- **Page excerpt**:
Hitch,
First, this is obviously output from Sigil -- and at that, it's fairly doable with regex.
You've basically got useless, undifferentiable <span> tags marking spaces and hyphens. I ran the following in my text editor:
Code:
- REMOVE <p class="MsoNormal sgc-\d+"><span class="sgc-\d+">\d+(\ \;)*<span class="sgc-\d+">SALLY WRIGHT</span></span></p>
- REMOVE SPACEclass="MsoNormal sgc-\d+"
- REMOVE </i><i>
- REPLACE </span><span class="sgc-\d+">ing WITH ing
- REPLACE </span><span class="sgc-\d+"> WITH SPACE
- REMOVE <span class="sgc-\d+">
- REMOVE </span>
in the order listed.
(SPACE is a single blank space. REMOVE means replace with nothing.)
I was left with one error (
Cum berland) that was found by spell-check.
Now, that's particular to this text. If your others are markedly similiar, it could work. Worst cases can be found via spell check, and extra spaces can be easily fixed via regex (s: \s\s+ r:\s )
Write all this regex as a macro, and it will take one click to fix an entire book.

- **Records from a dataset**:

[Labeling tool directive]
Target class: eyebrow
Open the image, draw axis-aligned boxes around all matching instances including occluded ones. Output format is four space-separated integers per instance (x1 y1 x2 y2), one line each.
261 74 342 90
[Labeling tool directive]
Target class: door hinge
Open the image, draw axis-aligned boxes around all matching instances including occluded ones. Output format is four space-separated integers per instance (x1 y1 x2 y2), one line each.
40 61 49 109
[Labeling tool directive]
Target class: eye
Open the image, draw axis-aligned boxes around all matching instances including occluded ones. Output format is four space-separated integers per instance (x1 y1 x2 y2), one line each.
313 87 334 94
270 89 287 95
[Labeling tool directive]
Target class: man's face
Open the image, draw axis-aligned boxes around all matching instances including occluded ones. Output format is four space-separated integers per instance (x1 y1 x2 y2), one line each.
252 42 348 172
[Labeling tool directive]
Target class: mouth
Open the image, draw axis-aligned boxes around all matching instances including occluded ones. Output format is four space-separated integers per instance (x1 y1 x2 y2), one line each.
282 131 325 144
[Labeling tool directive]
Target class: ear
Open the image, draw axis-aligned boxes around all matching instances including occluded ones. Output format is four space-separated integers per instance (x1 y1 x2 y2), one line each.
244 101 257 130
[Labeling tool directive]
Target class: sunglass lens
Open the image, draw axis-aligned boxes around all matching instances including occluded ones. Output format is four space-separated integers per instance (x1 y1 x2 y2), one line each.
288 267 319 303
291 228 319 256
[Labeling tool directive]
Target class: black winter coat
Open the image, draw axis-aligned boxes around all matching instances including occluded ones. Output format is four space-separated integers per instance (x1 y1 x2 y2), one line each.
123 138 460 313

- **Problems to work on**:
a) Reproduce the passage of the forum post on cleaning Sigil output with regex, starting with "(SPACE is a" and going on through "(s: \s\s+ r:\s )", substituting "closely" for "markedly".
b) Proceed with the forum post on cleaning Sigil output with regex by writing its continuation from the point at which it stops.

- **Answers below**:
a)
(SPACE is a single blank space. REMOVE means replace with nothing.)
I was left with one error (
Cum berland) that was found by spell-check.
Now, that's particular to this text. If your others are closely similiar, it could work. Worst cases can be found via spell check, and extra spaces can be easily fixed via regex (s: \s\s+ r:\s )

b)
One that I would worry about would be the SALLY WRIGHT header/footer -- is it consistent enough? Is there a pattern to the inconsistency?
Also, are there other identifiable prefices/suffices like
ing that are recognizable?
If you're getting different, dissimilar results in every book, then I'd suggest posting a section of the actual Word or Writer HTML, as there may be loss of better identifiable patterns in translation to Sigil.
Also, Jon may have suggested a good answer; there is recently a Book Designer HTML0 to Sigil pre-processor script here in the forums that's supposed to improve importation.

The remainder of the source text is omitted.